◆ Task requirements
Apart from the pictures, every line below is to be set down exactly.

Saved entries
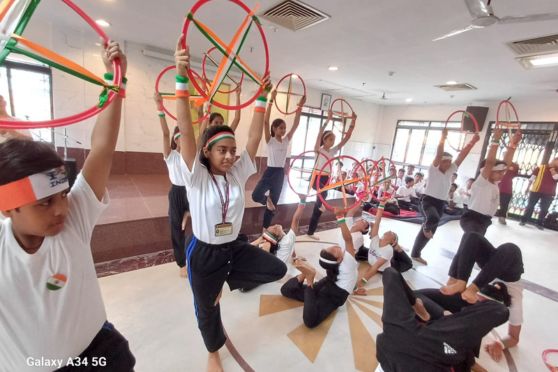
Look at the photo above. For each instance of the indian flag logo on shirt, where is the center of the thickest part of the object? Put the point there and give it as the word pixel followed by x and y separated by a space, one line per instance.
pixel 56 282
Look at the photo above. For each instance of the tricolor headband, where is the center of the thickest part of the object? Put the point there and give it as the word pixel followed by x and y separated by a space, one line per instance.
pixel 270 237
pixel 325 260
pixel 218 137
pixel 32 188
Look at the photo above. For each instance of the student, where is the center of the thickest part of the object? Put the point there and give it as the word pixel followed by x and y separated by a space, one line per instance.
pixel 277 147
pixel 542 186
pixel 506 192
pixel 504 263
pixel 405 193
pixel 436 193
pixel 324 146
pixel 178 199
pixel 448 343
pixel 380 252
pixel 454 206
pixel 216 184
pixel 324 297
pixel 485 194
pixel 50 300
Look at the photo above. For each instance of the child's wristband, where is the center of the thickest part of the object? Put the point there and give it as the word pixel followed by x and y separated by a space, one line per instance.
pixel 182 87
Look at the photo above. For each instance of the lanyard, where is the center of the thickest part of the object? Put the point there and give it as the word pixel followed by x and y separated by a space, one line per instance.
pixel 225 200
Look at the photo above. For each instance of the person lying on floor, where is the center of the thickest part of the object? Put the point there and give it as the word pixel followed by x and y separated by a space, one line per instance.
pixel 504 263
pixel 413 339
pixel 324 297
pixel 384 252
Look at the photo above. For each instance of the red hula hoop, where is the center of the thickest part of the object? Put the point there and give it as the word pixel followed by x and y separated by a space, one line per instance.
pixel 117 81
pixel 279 83
pixel 324 202
pixel 204 74
pixel 185 28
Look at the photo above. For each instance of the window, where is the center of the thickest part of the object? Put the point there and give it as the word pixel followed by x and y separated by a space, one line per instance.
pixel 25 103
pixel 416 142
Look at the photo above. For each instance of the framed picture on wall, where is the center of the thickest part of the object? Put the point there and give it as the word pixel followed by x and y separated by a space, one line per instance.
pixel 326 102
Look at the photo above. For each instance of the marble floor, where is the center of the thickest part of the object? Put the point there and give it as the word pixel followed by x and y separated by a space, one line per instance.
pixel 153 308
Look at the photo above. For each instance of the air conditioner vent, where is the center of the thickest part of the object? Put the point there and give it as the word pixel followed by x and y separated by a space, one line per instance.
pixel 539 45
pixel 456 87
pixel 294 15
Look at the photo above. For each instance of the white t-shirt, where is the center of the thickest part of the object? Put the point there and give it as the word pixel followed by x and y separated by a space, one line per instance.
pixel 375 252
pixel 285 246
pixel 277 152
pixel 405 193
pixel 205 203
pixel 348 273
pixel 485 197
pixel 515 290
pixel 174 164
pixel 39 322
pixel 321 161
pixel 439 183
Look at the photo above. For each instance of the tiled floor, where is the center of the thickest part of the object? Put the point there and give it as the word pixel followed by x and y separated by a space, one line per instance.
pixel 153 308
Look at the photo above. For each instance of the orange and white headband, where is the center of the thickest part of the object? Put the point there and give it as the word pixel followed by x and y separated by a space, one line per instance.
pixel 32 188
pixel 218 137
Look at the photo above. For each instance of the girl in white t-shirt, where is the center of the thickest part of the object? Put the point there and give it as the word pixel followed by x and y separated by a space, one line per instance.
pixel 178 198
pixel 277 140
pixel 216 185
pixel 324 146
pixel 485 194
pixel 51 306
pixel 324 297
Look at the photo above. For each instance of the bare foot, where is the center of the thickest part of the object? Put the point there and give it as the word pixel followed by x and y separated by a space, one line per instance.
pixel 269 204
pixel 183 272
pixel 214 363
pixel 420 260
pixel 421 311
pixel 470 294
pixel 457 287
pixel 313 236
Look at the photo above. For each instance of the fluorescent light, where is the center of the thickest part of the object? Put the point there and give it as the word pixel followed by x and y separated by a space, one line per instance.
pixel 102 23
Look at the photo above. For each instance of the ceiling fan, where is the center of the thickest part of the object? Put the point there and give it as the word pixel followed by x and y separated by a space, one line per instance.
pixel 483 16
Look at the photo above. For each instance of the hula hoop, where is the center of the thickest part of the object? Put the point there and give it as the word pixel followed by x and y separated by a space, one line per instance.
pixel 464 136
pixel 226 52
pixel 510 125
pixel 342 114
pixel 166 96
pixel 341 184
pixel 312 172
pixel 116 82
pixel 545 356
pixel 290 76
pixel 207 57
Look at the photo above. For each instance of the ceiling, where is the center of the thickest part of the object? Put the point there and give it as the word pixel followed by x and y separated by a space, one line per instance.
pixel 366 39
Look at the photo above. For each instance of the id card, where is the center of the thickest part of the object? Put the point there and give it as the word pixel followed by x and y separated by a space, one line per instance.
pixel 223 229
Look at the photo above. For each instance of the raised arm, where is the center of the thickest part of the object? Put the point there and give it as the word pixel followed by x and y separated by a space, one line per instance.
pixel 440 148
pixel 349 133
pixel 298 214
pixel 321 131
pixel 255 133
pixel 296 121
pixel 184 116
pixel 466 150
pixel 236 118
pixel 267 126
pixel 96 169
pixel 163 123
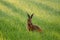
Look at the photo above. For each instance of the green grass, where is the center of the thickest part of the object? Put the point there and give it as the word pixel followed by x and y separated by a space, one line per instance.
pixel 13 19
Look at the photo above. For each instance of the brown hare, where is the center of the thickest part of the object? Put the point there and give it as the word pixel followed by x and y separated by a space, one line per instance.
pixel 30 26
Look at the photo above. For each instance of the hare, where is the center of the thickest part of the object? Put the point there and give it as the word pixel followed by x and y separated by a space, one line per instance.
pixel 30 26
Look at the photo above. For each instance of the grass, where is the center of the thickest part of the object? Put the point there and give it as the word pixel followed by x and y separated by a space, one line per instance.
pixel 13 19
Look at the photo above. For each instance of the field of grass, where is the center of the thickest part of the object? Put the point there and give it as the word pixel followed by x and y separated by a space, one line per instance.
pixel 13 19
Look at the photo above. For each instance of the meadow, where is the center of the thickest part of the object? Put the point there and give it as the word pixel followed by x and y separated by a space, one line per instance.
pixel 13 19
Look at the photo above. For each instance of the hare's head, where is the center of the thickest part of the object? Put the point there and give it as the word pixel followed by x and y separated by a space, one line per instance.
pixel 29 17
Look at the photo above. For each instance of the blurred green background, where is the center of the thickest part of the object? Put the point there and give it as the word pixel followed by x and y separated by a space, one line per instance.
pixel 13 19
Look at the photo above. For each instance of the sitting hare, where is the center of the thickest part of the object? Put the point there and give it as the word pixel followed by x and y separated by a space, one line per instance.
pixel 30 26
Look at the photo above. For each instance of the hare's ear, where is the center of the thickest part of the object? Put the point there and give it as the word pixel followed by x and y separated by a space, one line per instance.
pixel 32 15
pixel 28 15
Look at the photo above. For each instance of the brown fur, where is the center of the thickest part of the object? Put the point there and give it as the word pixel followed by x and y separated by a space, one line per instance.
pixel 30 26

◆ Solution for this task
Look at the photo above. For each instance of the indian flag logo on shirt, where is the center of the thickest part of the object? Put the point there and give it as the word pixel followed by x and y separated by a space, one line per instance.
pixel 56 282
Look at the photo above. For each instance of the tricolor headband, where is the center of the thickest part of the object? Put the point there and give it as the word pixel followed by x and y separated by a space, one line per instance.
pixel 270 237
pixel 325 260
pixel 218 137
pixel 32 188
Look at the photo above. For each instance of the student, where is the center of the thickest part of the object? Put the point there and give it as the word pixel followed by x and y separated by a space, one line per instance.
pixel 277 147
pixel 542 186
pixel 506 192
pixel 504 263
pixel 405 193
pixel 436 193
pixel 324 146
pixel 178 199
pixel 448 343
pixel 380 252
pixel 454 206
pixel 216 184
pixel 324 297
pixel 485 194
pixel 50 300
Look at the photo above. For each instance of the child's wristband, where is the center of the thickest part of the object? Put the point there and give it as the word pixel followed by x and y separated by a space, one line per instance.
pixel 182 87
Look at the photo above. For each instance of the lanyard, where is the center of the thickest part of the object? Put the point there and give it as the word pixel followed by x and y separated by a space, one line per instance.
pixel 225 200
Look at the photo above. For each instance of the person lying on floor, where is the center of the thickest part of the object? Put the point there and give it as the word pixel followed by x and y separated by a space, one line per instance.
pixel 504 263
pixel 413 339
pixel 324 297
pixel 384 252
Look at the photo above. For each instance of the red hula hoop, where is the center of the thickest part of the object? Put the point there and give it as the word pixel followed by x and y separated by a space, one line per instance.
pixel 117 81
pixel 279 83
pixel 324 202
pixel 204 74
pixel 185 28
Look at the photo above. For each instance of the window, where is the center of the thickest part of the object? Put the point there and give it as the word pixel followed by x and y separated by a space, one line per instance.
pixel 25 103
pixel 416 142
Look at the photo above. For each instance of the framed picture on wall, where is the center of the thickest part of the object? Put the point there and give it as the word pixel followed by x and y separated by a space, one line per instance.
pixel 326 102
Look at the photo above. For each instance of the marble floor, where is the center of the thickest part of the object? Put the point there and give it as the word pixel followed by x and y separated by a space, one line per instance.
pixel 153 308
Look at the photo above. For each instance of the air conditioner vent, where is the center of the thickest part of the object? Put the point there and give it as the word pixel followed by x and y separated by a space, one line per instance.
pixel 539 45
pixel 456 87
pixel 294 15
Look at the photo above. For each instance of the white t-shirt, where is the center of the thickest part of the object? Put the point there and give it as the word pixel followed by x and y separated by a space, one line per instance.
pixel 375 252
pixel 285 246
pixel 277 152
pixel 405 193
pixel 205 203
pixel 348 273
pixel 485 197
pixel 515 290
pixel 174 164
pixel 39 322
pixel 321 161
pixel 439 183
Look at the photo above. For each instance of the tiled floor, where is the center of the thickest part of the object? Put the point there and give it as the word pixel followed by x and y separated by a space, one line per instance.
pixel 153 308
Look at the photo above. For each instance of the orange and white headband, where is the center of the thickest part of the object? Put the point there and give it as the word pixel followed by x and y separated by a space, one line per instance.
pixel 32 188
pixel 218 137
Look at the photo above. For each instance of the girl in white t-shirt, where is the center of the thickest part of the object? Put the point there and give it as the word pixel followed by x and y separated by a space, one line per instance.
pixel 178 198
pixel 277 140
pixel 216 185
pixel 324 146
pixel 485 194
pixel 51 306
pixel 324 297
Look at the photo above. For each instance of the bare foot, where is the center of the thickest part of the object? Put the point there and give it as the word pixel followed by x and y separated by a space, one line per instance.
pixel 269 204
pixel 183 272
pixel 214 363
pixel 420 260
pixel 421 311
pixel 470 294
pixel 457 287
pixel 313 236
Look at the photo above. For each instance of the fluorescent light, where is the center of the thickest part of the object? Put the point there and give it as the word pixel followed by x and y separated by a space, one line per instance.
pixel 102 23
Look at the photo above. For each instance of the ceiling fan, where is the center of the thickest part of the object? Put the point there and give it as the word pixel followed by x and y separated by a space, one line per instance.
pixel 483 16
Look at the photo above. For each instance of the hula hoop, where is the center of the thickest part of the object? Put the point there and give it as the word pixel followed by x and y separated by a space, one line per instance.
pixel 464 136
pixel 226 52
pixel 510 125
pixel 342 114
pixel 166 96
pixel 341 184
pixel 312 172
pixel 116 82
pixel 545 356
pixel 290 76
pixel 207 57
Look at the photo above. For each instance of the ceiling, where is the center of the thickest part of the object? Put the point there and give it as the word pixel followed by x and y separated by a space, one line per instance.
pixel 366 39
Look at the photo above. For each instance of the id card, where is the center of the thickest part of the object? Put the point there and give it as the word pixel followed by x and y separated by a space, one line per instance.
pixel 223 229
Look at the photo above. For each instance of the raised arm, where is the center of the thickest part of the object? Put the point there and give it as the word pixel followed by x and y separated by a space, one line per instance.
pixel 440 148
pixel 349 133
pixel 298 214
pixel 321 131
pixel 255 133
pixel 296 121
pixel 184 116
pixel 466 150
pixel 236 118
pixel 267 126
pixel 96 169
pixel 163 123
Look at the photo above. For each instance of the green grass, where is the center of the thickest part of the object? Put the point there and give it as the word pixel followed by x and y separated by a space, one line per instance.
pixel 13 19
Look at the photo above. For each instance of the brown hare, where is the center of the thickest part of the object? Put the point there and give it as the word pixel followed by x and y separated by a space, one line per instance.
pixel 30 26
Look at the photo above. For each instance of the hare, where is the center of the thickest part of the object? Put the point there and give it as the word pixel followed by x and y separated by a space, one line per instance.
pixel 30 26
Look at the photo above. For each instance of the grass, where is the center of the thickest part of the object? Put the point there and give it as the word pixel followed by x and y separated by a space, one line per instance.
pixel 13 19
Look at the photo above. For each instance of the field of grass, where is the center of the thickest part of the object? Put the point there and give it as the word pixel followed by x and y separated by a space, one line per instance.
pixel 13 19
Look at the photo above. For each instance of the meadow, where is the center of the thickest part of the object? Put the point there and give it as the word pixel followed by x and y separated by a space, one line per instance.
pixel 13 19
Look at the photo above. For each instance of the hare's head, where is the center of the thickest part of the object? Put the point there and give it as the word pixel followed by x and y separated by a space, one line per instance.
pixel 29 17
Look at the photo above. For each instance of the blurred green background, where is the center of the thickest part of the object? Put the point there and give it as the word pixel followed by x and y separated by a space, one line per instance.
pixel 13 19
Look at the photo above. For each instance of the sitting hare, where is the center of the thickest part of the object? Put the point there and give it as the word pixel followed by x and y separated by a space, one line per instance.
pixel 30 26
Look at the photo above. For each instance of the hare's ear, where is the center of the thickest part of the object? Put the point there and give it as the word pixel followed by x and y separated by a space, one line per instance.
pixel 32 15
pixel 28 15
Look at the photo above. For each instance of the brown fur, where is the center of the thickest part of the object? Put the point there and give it as the word pixel followed by x and y separated by a space, one line per instance.
pixel 30 26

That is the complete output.